#### [What to do]
Copy out all the entries word for word.

Pointing records
+---+

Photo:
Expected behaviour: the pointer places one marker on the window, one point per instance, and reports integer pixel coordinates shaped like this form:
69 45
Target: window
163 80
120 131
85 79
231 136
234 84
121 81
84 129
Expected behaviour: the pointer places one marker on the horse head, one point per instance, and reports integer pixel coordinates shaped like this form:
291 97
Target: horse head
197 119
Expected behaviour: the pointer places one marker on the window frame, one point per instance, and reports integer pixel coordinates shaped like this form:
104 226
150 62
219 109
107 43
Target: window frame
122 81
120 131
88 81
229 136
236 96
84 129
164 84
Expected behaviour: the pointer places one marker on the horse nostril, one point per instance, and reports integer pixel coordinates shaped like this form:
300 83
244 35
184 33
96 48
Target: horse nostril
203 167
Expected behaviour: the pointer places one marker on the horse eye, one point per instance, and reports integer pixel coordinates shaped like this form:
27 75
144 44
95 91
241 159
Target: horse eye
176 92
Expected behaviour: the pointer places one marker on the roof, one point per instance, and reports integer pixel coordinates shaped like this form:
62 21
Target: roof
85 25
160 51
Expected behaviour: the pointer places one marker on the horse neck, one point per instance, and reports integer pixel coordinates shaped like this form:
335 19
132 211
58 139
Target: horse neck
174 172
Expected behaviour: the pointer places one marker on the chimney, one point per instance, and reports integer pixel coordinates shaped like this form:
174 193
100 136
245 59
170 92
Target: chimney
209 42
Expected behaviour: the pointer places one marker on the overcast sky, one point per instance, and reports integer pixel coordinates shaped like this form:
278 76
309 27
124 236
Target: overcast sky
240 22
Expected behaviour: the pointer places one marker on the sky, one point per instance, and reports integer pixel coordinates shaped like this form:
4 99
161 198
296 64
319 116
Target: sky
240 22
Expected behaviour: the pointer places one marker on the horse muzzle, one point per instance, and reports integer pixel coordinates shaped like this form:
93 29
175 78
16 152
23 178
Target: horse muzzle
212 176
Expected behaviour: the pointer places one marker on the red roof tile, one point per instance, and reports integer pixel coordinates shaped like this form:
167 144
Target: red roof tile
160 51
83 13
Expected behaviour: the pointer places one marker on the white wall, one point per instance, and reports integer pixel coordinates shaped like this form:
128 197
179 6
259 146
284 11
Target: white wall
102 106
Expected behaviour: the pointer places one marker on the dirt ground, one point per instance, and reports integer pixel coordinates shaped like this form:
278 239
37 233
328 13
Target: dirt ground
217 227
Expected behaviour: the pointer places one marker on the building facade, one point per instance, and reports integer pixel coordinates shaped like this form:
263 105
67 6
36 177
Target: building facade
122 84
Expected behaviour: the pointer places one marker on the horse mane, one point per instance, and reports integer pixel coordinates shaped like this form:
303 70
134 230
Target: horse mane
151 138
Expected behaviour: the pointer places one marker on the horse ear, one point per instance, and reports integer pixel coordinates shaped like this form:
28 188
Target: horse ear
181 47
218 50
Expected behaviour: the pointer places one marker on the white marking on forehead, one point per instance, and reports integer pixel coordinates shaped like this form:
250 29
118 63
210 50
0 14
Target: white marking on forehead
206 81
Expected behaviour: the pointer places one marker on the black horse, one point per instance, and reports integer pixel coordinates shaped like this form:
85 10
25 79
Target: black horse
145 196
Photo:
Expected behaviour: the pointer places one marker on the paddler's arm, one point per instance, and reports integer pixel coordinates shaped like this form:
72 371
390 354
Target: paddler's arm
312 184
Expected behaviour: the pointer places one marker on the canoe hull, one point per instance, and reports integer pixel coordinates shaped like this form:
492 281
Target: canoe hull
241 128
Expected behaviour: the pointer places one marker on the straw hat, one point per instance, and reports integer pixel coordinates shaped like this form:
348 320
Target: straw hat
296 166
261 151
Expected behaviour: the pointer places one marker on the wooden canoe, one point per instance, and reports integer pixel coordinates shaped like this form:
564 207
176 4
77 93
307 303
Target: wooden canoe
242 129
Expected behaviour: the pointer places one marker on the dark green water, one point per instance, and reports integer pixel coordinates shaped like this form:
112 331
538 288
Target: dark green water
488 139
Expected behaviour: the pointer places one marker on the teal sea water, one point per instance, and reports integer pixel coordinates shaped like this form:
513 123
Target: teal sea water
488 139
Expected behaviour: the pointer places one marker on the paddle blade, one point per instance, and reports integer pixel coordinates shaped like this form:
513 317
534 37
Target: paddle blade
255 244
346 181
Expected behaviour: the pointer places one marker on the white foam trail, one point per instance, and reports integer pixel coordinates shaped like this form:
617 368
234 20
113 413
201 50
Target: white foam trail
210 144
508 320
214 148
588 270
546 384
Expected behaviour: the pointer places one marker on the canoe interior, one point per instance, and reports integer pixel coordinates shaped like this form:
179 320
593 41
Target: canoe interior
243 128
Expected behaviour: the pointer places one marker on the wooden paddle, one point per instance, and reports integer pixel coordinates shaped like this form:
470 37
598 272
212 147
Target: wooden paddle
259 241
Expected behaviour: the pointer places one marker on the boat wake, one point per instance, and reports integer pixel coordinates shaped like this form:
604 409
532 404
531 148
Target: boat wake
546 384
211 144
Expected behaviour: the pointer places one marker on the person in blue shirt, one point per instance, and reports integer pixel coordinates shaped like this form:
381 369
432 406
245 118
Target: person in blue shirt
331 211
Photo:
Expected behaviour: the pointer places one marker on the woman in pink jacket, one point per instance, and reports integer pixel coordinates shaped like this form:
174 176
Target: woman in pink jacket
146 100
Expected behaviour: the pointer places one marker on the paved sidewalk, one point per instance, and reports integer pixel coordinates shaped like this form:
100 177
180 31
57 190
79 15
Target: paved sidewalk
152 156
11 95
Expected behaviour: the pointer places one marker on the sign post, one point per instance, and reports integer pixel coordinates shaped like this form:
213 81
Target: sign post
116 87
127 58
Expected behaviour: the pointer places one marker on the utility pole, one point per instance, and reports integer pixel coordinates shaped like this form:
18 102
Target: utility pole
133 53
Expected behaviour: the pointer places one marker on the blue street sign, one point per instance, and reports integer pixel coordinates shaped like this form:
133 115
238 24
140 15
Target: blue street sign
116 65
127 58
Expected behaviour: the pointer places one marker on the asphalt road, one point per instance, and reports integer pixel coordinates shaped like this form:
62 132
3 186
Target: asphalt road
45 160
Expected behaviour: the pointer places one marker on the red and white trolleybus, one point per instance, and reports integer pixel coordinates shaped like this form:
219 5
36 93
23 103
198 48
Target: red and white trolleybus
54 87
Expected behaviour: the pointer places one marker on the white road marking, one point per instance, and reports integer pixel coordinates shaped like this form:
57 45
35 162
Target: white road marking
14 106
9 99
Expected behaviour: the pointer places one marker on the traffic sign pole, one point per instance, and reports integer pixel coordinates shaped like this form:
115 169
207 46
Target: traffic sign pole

+---+

#### [Response to the task]
Photo:
Expected behaviour: the pointer places one marker on the window, one point per instance, and reports integer pixel coordinates shaped like this form:
69 45
Target: window
163 80
120 131
85 79
231 136
234 84
121 81
84 129
Expected behaviour: the pointer places one marker on the horse head, one point per instance, and reports integer pixel coordinates shaped like this form:
291 97
Target: horse head
197 119
Expected behaviour: the pointer places one marker on the window frame, one point per instance, and reports integer pixel coordinates shaped like this form:
104 226
150 62
219 109
107 43
Target: window frame
122 81
120 131
88 81
229 136
236 96
84 129
164 84
Expected behaviour: the pointer places one marker on the horse nostril, one point per instance, and reports integer pixel coordinates shaped like this form:
300 83
244 35
184 33
96 48
Target: horse nostril
203 167
Expected behaviour: the pointer places one marker on the horse eye, one point per instance, and reports integer pixel coordinates shaped like this form:
27 75
144 44
95 91
241 159
Target: horse eye
176 92
Expected behaviour: the pointer places one marker on the roof, one point per instance, and reports integer pixel coordinates shaped like this form:
62 21
Target: roof
85 25
160 51
Expected behaviour: the pointer places one marker on the horse neck, one point per instance, and reports integer pixel coordinates shaped like this form:
335 19
132 211
58 139
Target: horse neck
174 172
Expected behaviour: the pointer places one marker on the chimney, one point per instance, and reports integer pixel coordinates shaped like this form:
174 193
100 136
245 59
170 92
Target: chimney
209 42
Expected behaviour: the pointer places one marker on the overcast sky, one point per instance, and reports integer pixel coordinates shaped like this form:
278 76
309 27
124 236
Target: overcast sky
240 22
Expected behaviour: the pointer places one marker on the sky, one point per instance, and reports integer pixel coordinates shaped like this form:
4 99
161 198
296 64
319 116
Target: sky
240 22
Expected behaviour: the pointer places one marker on the horse muzzle, one point per instance, and reports integer pixel coordinates shaped like this form:
93 29
175 78
16 152
23 178
Target: horse muzzle
212 176
Expected behaviour: the pointer places one marker on the red roof tile, one point per instance, and reports integer pixel coordinates shaped like this form:
167 144
Target: red roof tile
160 51
83 13
Expected behaviour: the pointer places one marker on the white wall, one point per instance, and reports integer pixel coordinates shaped like this form:
128 197
179 6
259 146
284 11
Target: white wall
102 106
Expected behaviour: the pointer places one marker on the dirt ground, one point per instance, and reports integer pixel coordinates shaped like this form:
278 239
37 233
328 13
Target: dirt ground
217 227
Expected behaviour: the pointer places one marker on the building facade, one point per instance, and reports integer pixel coordinates shaped like this form:
263 105
67 6
36 177
Target: building facade
122 84
Expected behaviour: the pointer places one marker on the horse mane, one point per instance, and reports integer pixel coordinates shaped like this form:
303 70
134 230
Target: horse mane
151 138
Expected behaviour: the pointer places one marker on the horse ear, one point per instance, and reports integer pixel coordinates shaped like this form:
28 188
Target: horse ear
181 47
218 50
Expected behaviour: the pointer places one marker on the white marking on forehead, one point per instance, and reports integer pixel coordinates shaped like this form:
250 29
118 63
210 50
0 14
Target: white marking on forehead
206 81
Expected behaviour: the pointer places one marker on the black horse, one point per instance, and reports integer pixel coordinates shaped like this form:
85 10
25 79
Target: black horse
145 196
Photo:
Expected behaviour: the pointer places one marker on the paddler's arm, one point per instance, and reports integer pixel coordinates shaped like this form:
72 371
390 354
Target: paddler's arm
312 184
Expected behaviour: the pointer places one marker on the canoe hull, one point per instance, and reports integer pixel coordinates shaped like this form:
492 281
Target: canoe hull
241 128
Expected behaviour: the pointer places one marker on the straw hat, one point per instance, and reports integer pixel coordinates shaped like this form:
348 320
Target: straw hat
296 166
261 151
Expected behaviour: the pointer places one marker on the wooden canoe, one point per instance, and reports integer pixel coordinates shaped like this form:
564 207
176 4
77 93
307 303
Target: wooden canoe
242 129
Expected behaviour: the pointer places one marker on the dark green water, one point per instance, and reports integer pixel coordinates shaped like this form:
112 331
538 288
Target: dark green water
488 139
Expected behaviour: the pointer places one marker on the teal sea water, one point per instance, and reports integer pixel coordinates shaped like this form:
513 123
Target: teal sea water
488 139
Expected behaviour: the pointer places one marker on the paddle blade, one point per instance, and reports integer pixel coordinates shaped like this form:
513 317
534 37
Target: paddle blade
255 244
346 181
Expected behaviour: the pointer places one marker on the white foam trail, one point per instance, and reports integer pixel coordinates shaped like this form:
617 368
234 20
113 413
201 50
Target: white foam trail
210 144
508 320
214 148
588 270
546 384
Expected behaviour: the pointer places one marker on the canoe interior, one point per instance, and reports integer pixel coordinates shaped like this form:
179 320
593 41
Target: canoe interior
243 128
Expected behaviour: the pointer places one marker on the wooden paddle, one point per instance, and reports integer pixel coordinates shaped like this form:
470 37
598 272
212 147
Target: wooden paddle
259 241
Expected behaviour: the pointer places one marker on the boat wake, one point per instance, and reports integer pixel coordinates shaped like this form:
604 409
532 404
531 148
Target: boat wake
546 384
211 144
Expected behaviour: the pointer places one marker on the person in blue shirt, one point per instance, and reports integer pixel coordinates shaped like this form:
381 369
432 406
245 118
Target: person in blue shirt
331 211
Photo:
Expected behaviour: the pointer places one marker on the woman in pink jacket, one point per instance, and reports integer pixel coordinates shaped like this form:
174 176
Target: woman in pink jacket
146 100
Expected behaviour: the pointer places one marker on the paved sidewalk, one point per instance, and reports integer pixel coordinates shaped like this form:
100 177
180 31
57 190
79 15
Target: paved sidewalk
152 156
11 95
Expected behaviour: the pointer places one marker on the sign post, one point per instance, and reports integer pixel coordinates shaped like this form:
213 81
Target: sign post
116 87
127 58
Expected behaviour: the pointer places one marker on the utility pole, one point per instance, and reports integer pixel coordinates shaped like this form:
18 102
Target: utility pole
133 53
Expected behaviour: the pointer places one marker on the blue street sign, one point per instance, and reports integer pixel coordinates shaped like this form:
133 115
238 24
140 15
Target: blue street sign
116 65
127 58
Expected behaviour: the pointer places one marker on the asphalt road, one point per instance, and reports integer pixel coordinates shaped like this form:
62 132
3 186
Target: asphalt road
45 160
Expected behaviour: the pointer places one marker on the red and white trolleybus, one point per instance, and reports integer pixel coordinates shaped like this form:
219 5
36 93
23 103
198 48
Target: red and white trolleybus
54 87
Expected behaviour: the pointer places one marker on the white road marking, one point per instance, and reports integer pixel coordinates shaped like this form:
57 45
35 162
Target: white road marking
14 106
9 99
Expected behaviour: the pointer places one marker on the traffic sign pole, one point per instance, and reports integer pixel coordinates shaped like this form:
115 169
207 46
Target: traffic sign pole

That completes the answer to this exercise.